§ Documento fuente
==========
Terminó el Festival de Cine de La Habana, aparecieron en él nuevos nombres y, aun cuando quedaron fuera del podio de premiaciones, su talento no deja margen a dudas.
El filme Un traductor (2018), por ejemplo, ópera prima de los hermanos Rodrigo y Sebastián Barriuso, cubanos residentes en Canadá, marcó la diferencia respecto a los largometrajes cubanos de ficción exhibidos.
Es esta una película que se distingue por la sobriedad de su registro narrativo, el modo en que sus realizadores consiguen establecer un equilibrio estético en los distintos niveles de enunciación del discurso, mientras apuesta por la intimidad de un drama familiar —si se prefiere biográfico, pues envuelve un momento trascendental en la historia de vida de sus realizadores—, que seduce y conmueve al espectador.
No por gusto fue la segunda película en obtener más votos del público en su carrera por el Premio de la Popularidad.
La trama gira alrededor de la vida de Mani (Rodrigo Santoro), un profesor de Literatura Rusa en la Universidad de La Habana. El desastre de Chernóbil y la llegada a Cuba de los primeros niños soviéticos afectados por el accidente nuclear, interrumpirán su dinámica familiar y la estabilidad de su matrimonio pues, como muchos profesores de su claustro, Mani recibe la misión de trabajar como intérprete entre los médicos cubanos, los niños soviéticos accidentados y sus familiares acompañantes que permanecen ingresados en un hospital de La Habana.
Y en medio de esto sobreviene la caída del Muro de Berlín, el colapso de la Unión Soviética y por supuesto, el inicio de un periodo de escaseces y dificultades económicas para Cuba.
Las convulsiones del contexto sociopolítico revelarán poco a poco las disconformidades de un personaje obligado a posponer sus intereses personales y familiares en favor del bien común y la solidaridad. Su resistencia al cambio de labor, sutilmente marcado en la película por cuestiones ideológicas, cederá paulatinamente al involucramiento sincero que intenta mitigar las secuelas del dolor, el sufrimiento y la pérdida.
==========
Extractos de un conjunto de datos:
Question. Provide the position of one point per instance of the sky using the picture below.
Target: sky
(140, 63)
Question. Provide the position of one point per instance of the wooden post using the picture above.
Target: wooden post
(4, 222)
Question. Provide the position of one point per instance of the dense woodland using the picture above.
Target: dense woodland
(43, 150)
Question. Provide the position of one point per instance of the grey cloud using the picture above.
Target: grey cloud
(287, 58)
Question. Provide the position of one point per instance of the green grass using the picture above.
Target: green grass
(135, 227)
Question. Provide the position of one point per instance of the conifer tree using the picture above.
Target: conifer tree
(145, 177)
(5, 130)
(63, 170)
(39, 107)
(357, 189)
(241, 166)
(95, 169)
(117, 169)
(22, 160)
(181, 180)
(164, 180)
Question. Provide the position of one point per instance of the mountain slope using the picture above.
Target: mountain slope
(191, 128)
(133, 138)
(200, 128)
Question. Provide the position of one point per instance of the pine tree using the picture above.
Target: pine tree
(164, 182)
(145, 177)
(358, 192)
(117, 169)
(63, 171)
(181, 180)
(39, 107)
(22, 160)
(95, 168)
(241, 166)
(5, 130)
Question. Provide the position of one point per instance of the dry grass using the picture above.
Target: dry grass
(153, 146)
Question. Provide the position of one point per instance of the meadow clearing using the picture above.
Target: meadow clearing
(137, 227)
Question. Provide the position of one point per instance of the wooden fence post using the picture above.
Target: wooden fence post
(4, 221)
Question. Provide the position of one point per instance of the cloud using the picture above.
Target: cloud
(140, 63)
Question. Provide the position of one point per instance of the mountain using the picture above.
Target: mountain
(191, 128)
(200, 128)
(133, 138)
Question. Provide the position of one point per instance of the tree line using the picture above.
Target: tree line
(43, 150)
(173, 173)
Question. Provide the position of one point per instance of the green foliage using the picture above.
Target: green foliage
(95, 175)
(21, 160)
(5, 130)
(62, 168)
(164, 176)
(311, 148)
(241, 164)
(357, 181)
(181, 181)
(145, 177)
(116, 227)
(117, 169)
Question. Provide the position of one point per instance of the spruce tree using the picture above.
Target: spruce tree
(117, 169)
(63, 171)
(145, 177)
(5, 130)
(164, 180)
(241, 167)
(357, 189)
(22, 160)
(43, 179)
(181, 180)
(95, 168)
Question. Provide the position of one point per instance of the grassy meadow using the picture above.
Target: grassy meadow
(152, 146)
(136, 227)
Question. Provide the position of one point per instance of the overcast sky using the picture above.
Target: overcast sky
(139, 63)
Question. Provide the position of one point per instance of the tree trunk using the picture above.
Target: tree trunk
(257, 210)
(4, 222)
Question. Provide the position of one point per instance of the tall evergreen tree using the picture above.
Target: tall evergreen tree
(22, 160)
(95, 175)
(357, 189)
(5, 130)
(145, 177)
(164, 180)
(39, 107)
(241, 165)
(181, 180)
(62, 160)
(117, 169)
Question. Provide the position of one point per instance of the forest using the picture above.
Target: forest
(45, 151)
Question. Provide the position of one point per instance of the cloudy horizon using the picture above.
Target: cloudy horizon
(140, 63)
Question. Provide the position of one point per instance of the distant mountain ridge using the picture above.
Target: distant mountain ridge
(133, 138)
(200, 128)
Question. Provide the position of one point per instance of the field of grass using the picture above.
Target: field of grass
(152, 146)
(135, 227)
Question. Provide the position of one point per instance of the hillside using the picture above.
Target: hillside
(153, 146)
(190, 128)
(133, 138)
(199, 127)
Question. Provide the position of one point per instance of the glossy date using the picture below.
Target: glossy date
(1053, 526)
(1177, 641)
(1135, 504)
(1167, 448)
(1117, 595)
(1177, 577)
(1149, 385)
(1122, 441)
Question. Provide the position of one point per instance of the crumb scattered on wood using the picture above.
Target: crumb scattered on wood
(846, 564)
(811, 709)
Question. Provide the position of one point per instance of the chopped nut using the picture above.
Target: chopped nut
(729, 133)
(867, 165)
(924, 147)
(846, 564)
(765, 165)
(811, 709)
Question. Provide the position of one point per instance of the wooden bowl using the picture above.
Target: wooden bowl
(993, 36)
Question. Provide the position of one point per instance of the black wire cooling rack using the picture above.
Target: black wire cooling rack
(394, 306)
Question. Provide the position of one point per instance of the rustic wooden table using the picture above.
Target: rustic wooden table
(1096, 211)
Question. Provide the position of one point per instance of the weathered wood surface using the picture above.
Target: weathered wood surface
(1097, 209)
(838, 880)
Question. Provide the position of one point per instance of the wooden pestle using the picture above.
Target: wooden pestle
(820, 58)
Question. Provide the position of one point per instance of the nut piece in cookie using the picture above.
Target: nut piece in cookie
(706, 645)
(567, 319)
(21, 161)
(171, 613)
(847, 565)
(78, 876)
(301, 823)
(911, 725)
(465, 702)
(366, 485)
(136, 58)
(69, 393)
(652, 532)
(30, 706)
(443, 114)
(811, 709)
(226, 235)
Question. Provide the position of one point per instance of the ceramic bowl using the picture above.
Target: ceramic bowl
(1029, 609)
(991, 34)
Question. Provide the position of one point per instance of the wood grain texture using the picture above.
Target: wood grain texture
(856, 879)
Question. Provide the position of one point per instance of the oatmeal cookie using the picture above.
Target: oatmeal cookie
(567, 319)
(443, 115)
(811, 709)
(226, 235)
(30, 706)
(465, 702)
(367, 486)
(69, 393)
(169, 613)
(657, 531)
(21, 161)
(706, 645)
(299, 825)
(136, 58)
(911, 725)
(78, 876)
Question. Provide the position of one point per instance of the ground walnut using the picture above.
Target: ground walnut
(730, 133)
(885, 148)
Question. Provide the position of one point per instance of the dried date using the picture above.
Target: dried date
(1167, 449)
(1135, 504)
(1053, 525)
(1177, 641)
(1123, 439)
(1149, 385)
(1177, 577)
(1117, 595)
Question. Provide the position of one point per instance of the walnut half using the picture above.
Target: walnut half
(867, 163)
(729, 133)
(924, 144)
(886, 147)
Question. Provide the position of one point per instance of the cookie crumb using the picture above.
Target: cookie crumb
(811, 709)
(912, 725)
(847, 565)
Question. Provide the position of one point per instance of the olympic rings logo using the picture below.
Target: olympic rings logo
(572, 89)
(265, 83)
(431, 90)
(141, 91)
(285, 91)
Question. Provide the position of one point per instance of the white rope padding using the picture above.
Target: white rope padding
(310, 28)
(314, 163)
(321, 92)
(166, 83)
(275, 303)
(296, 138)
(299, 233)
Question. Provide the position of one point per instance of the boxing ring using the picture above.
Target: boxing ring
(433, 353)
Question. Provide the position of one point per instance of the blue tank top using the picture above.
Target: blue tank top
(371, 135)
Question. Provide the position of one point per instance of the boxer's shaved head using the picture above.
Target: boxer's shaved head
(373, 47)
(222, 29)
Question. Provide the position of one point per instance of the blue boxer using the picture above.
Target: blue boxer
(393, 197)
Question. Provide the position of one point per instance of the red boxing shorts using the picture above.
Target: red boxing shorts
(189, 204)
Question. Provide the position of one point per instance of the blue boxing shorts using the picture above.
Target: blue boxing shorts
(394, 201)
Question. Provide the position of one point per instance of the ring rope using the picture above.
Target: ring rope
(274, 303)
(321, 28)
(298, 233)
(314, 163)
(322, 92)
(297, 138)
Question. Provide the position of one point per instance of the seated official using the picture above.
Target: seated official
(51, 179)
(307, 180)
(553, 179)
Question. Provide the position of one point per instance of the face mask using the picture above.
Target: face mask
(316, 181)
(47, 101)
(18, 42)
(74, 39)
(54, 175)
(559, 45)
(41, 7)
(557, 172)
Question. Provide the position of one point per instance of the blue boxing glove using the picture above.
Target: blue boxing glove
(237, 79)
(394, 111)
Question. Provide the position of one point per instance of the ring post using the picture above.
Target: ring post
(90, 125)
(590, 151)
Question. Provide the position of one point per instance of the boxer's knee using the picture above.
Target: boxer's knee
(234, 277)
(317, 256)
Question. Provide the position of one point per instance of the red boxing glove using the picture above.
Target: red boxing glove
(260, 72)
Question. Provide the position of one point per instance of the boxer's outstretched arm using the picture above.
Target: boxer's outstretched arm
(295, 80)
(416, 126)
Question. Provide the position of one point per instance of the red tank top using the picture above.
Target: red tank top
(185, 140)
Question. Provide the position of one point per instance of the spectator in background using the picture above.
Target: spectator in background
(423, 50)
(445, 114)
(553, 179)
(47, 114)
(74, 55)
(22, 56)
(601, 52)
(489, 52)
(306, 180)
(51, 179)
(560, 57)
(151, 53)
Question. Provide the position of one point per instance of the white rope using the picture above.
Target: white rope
==========
§ Tareas
A) Copia de la reseña de Un traductor el fragmento que comienza con "Terminó el Festival" y sigue hasta "de ficción exhibidos.".
B) Según la reseña de Un traductor, ¿qué actor interpreta a Mani?
C) Enumera los acontecimientos que, según la reseña de Un traductor, sobrevienen "en medio de esto".

§ Respuestas
A)
Terminó el Festival de Cine de La Habana, aparecieron en él nuevos nombres y, aun cuando quedaron fuera del podio de premiaciones, su talento no deja margen a dudas.
El filme Un traductor (2018), por ejemplo, ópera prima de los hermanos Rodrigo y Sebastián Barriuso, cubanos residentes en Canadá, marcó la diferencia respecto a los largometrajes cubanos de ficción exhibidos.

B) Rodrigo Santoro.

C)
- La caída del Muro de Berlín
- El colapso de la Unión Soviética
- El inicio de un periodo de escaseces y dificultades económicas para Cuba